- Exercise details -
Restate every entry word for word.

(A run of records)
——————————

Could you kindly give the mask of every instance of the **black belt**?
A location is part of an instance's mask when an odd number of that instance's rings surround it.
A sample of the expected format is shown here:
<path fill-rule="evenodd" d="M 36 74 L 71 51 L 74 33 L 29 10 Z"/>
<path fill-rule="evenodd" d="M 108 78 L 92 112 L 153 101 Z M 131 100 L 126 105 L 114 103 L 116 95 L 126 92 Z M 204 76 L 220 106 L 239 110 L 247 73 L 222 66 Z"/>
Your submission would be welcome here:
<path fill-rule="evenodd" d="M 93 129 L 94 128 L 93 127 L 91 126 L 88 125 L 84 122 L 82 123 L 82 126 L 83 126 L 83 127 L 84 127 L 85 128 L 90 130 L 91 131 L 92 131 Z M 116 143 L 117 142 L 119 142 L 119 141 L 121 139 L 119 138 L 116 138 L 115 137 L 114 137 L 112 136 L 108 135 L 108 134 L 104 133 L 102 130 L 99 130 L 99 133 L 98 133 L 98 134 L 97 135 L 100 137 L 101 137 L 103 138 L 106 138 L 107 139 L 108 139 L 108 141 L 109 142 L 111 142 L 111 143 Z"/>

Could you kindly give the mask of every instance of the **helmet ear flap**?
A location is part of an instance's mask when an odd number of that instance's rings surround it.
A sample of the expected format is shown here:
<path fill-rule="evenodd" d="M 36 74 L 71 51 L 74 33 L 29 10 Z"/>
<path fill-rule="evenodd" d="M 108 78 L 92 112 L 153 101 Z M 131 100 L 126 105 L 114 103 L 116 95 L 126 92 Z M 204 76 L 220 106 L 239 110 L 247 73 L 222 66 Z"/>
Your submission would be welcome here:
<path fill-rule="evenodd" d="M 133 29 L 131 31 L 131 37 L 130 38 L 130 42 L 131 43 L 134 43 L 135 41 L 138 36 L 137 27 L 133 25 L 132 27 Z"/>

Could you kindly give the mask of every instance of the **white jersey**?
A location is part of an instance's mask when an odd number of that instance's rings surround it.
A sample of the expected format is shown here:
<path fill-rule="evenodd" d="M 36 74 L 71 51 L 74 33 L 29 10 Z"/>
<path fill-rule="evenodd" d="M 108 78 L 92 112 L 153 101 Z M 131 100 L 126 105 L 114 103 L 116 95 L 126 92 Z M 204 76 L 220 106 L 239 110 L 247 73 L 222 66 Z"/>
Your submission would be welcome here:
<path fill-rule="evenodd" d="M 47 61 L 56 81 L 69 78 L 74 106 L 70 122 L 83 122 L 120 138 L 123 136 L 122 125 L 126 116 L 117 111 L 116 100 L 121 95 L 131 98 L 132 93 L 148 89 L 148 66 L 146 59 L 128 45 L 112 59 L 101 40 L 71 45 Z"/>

——————————

- Solution to this task -
Could you kindly give the mask of every instance of the **black belt**?
A location is part of an instance's mask when an odd number of that instance's rings surround it.
A sample of the expected format is shown here:
<path fill-rule="evenodd" d="M 36 74 L 71 51 L 74 33 L 29 10 Z"/>
<path fill-rule="evenodd" d="M 108 78 L 92 112 L 153 101 Z M 131 100 L 126 105 L 114 103 L 116 95 L 126 92 Z M 204 76 L 220 106 L 239 110 L 247 73 L 222 66 Z"/>
Your submission would be welcome here:
<path fill-rule="evenodd" d="M 93 129 L 94 128 L 93 127 L 91 126 L 88 125 L 84 122 L 82 123 L 82 126 L 83 126 L 83 127 L 84 127 L 85 128 L 90 130 L 91 131 L 92 131 Z M 116 143 L 117 142 L 119 142 L 119 141 L 121 139 L 119 138 L 116 138 L 115 137 L 114 137 L 112 136 L 108 135 L 108 134 L 104 133 L 102 130 L 99 130 L 99 133 L 98 133 L 98 134 L 97 135 L 100 137 L 101 137 L 103 138 L 106 138 L 107 139 L 108 139 L 108 141 L 109 142 L 111 142 L 111 143 Z"/>

Could you kindly give the mask of every instance of the **helmet ear flap**?
A location is part of an instance's mask when an odd number of that instance's rings surround it.
A sample of the expected format is shown here:
<path fill-rule="evenodd" d="M 36 74 L 71 51 L 74 33 L 29 10 Z"/>
<path fill-rule="evenodd" d="M 108 78 L 92 112 L 153 101 Z M 131 100 L 126 105 L 114 103 L 116 95 L 126 92 Z M 204 76 L 220 106 L 239 110 L 247 73 L 222 66 Z"/>
Your submission would be welcome here:
<path fill-rule="evenodd" d="M 133 29 L 131 31 L 131 37 L 130 38 L 130 42 L 131 43 L 134 43 L 135 41 L 138 36 L 137 27 L 133 25 L 132 27 Z"/>

Could you kindly give the mask of every instance of the **white jersey**?
A location is part of an instance's mask when an odd number of that instance's rings surround it.
A sample of the expected format is shown here:
<path fill-rule="evenodd" d="M 36 74 L 71 51 L 74 33 L 29 10 Z"/>
<path fill-rule="evenodd" d="M 108 78 L 92 112 L 153 101 Z M 131 100 L 126 105 L 114 103 L 116 95 L 126 92 Z M 204 76 L 220 106 L 239 110 L 247 73 L 222 66 Z"/>
Your submission would be welcome here:
<path fill-rule="evenodd" d="M 47 61 L 56 81 L 69 78 L 74 106 L 70 122 L 83 122 L 120 138 L 123 136 L 122 125 L 126 116 L 117 111 L 116 100 L 121 95 L 131 98 L 132 93 L 148 89 L 148 66 L 146 59 L 128 45 L 112 59 L 101 40 L 71 45 Z"/>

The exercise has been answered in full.